And listen to where Paul puts the command. Turn with me to Colossians 3 — ✦ "Put to death therefore what is earthly in you: sexual immorality, impurity, passion, evil desire." (Colossians 3:5) There's your mortification, naming this exact sin. But read what comes before the command: "If then you have been raised with Christ... you have died, and your life is hidden with Christ in God." (Colossians 3:1, 3) The command comes second. The reality comes first. You put sin to death because you've already been raised — not in order to get raised. ✦ "Those who belong to Christ Jesus have crucified the flesh with its passions and desires." (Galatians 5:24) The crucifying flows out of the belonging. You don't mortify sin to earn your place. You mortify sin because your place is already secured, and now you're free to fight without your eternal standing before God riding on whether you win today.

### Records:
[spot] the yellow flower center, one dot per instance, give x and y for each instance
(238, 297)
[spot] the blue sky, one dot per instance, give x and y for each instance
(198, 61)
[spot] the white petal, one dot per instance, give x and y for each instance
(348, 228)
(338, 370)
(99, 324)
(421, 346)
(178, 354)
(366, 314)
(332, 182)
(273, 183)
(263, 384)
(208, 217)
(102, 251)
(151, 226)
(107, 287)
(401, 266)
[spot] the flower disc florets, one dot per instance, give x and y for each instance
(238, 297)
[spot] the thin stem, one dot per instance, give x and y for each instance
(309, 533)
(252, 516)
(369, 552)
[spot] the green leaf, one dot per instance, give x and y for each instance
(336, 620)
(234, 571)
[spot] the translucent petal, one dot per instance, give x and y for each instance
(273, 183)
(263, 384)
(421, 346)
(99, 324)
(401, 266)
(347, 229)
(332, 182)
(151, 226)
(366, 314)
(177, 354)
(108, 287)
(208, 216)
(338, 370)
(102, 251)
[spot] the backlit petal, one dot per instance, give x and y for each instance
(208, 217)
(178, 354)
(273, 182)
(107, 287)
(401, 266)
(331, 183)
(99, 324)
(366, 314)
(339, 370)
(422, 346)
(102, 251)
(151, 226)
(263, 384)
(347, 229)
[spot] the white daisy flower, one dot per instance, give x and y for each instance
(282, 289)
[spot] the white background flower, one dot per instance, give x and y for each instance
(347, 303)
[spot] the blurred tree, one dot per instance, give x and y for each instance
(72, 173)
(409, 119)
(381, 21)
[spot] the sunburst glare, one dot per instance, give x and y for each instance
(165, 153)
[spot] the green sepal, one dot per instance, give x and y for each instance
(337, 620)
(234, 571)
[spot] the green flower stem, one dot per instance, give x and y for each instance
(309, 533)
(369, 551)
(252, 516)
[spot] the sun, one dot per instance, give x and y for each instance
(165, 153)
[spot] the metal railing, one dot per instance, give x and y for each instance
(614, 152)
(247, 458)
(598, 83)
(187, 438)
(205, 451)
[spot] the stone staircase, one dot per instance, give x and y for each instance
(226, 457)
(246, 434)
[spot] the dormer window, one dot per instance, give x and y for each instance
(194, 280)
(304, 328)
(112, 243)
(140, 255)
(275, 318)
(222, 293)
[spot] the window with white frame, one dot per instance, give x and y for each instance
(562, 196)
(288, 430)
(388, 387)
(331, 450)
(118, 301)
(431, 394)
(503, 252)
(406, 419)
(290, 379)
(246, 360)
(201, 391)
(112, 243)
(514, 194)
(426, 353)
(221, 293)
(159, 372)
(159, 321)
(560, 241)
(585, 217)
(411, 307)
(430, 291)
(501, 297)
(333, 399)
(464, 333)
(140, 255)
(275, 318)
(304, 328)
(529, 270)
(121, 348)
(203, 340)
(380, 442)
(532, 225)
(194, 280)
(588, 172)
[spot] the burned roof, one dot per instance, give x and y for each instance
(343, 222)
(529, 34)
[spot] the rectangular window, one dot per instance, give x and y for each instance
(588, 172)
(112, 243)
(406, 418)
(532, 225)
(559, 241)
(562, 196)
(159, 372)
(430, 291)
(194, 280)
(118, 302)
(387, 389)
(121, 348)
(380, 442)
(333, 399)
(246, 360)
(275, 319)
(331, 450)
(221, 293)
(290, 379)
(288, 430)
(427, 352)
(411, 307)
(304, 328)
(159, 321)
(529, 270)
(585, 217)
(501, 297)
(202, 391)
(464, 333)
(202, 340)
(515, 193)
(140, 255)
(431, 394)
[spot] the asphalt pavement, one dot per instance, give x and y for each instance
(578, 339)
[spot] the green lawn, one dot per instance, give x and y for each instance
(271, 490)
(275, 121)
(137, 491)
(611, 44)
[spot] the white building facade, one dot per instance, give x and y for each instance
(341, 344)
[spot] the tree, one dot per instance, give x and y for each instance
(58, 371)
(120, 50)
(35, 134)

### Task goal:
Continue the sermon passage on putting sin to death, picking up right after its final sentence.

### Result of this exercise:
That's why Jesus can be this severe. It is better to lose one of your members than that your whole body be thrown into hell. (Matthew 5:29) He means it. The stakes are eternal. (And note — our text says "lose a member" versus the whole body in hell; it's the parallel in Mark 9 and Matthew 18 that adds "better to enter life maimed." (Mark 9:43–47; Matthew 18:8–9) Same teaching of Jesus, fuller picture: it's better to walk into eternal life crippled than to march in whole and walk right past glory, and into hell.) The severity is real. Judgement is real. Hell is real. And the man whose acceptance depended on his own success against lust could never face this judgment honestly — he'd hide, minimize, lie to himself. But you, whose life is hidden with Christ, can name your sin out loud and go to war on it without fear. Because losing a battle can't cost you the kingdom.

III. The Maiming the World Won't Understand

If, then, we are to take Jesus at His word, that means obeying His commands is going to cost you something visible. Jesus says you may end up, in His words, maimed. And here's what that means for us today: you are going to have to cut things out of your life that mean the end of a season, the end of a friendship, the end of something that, if you're honest, you really enjoy, and people are going to think you're strange for it.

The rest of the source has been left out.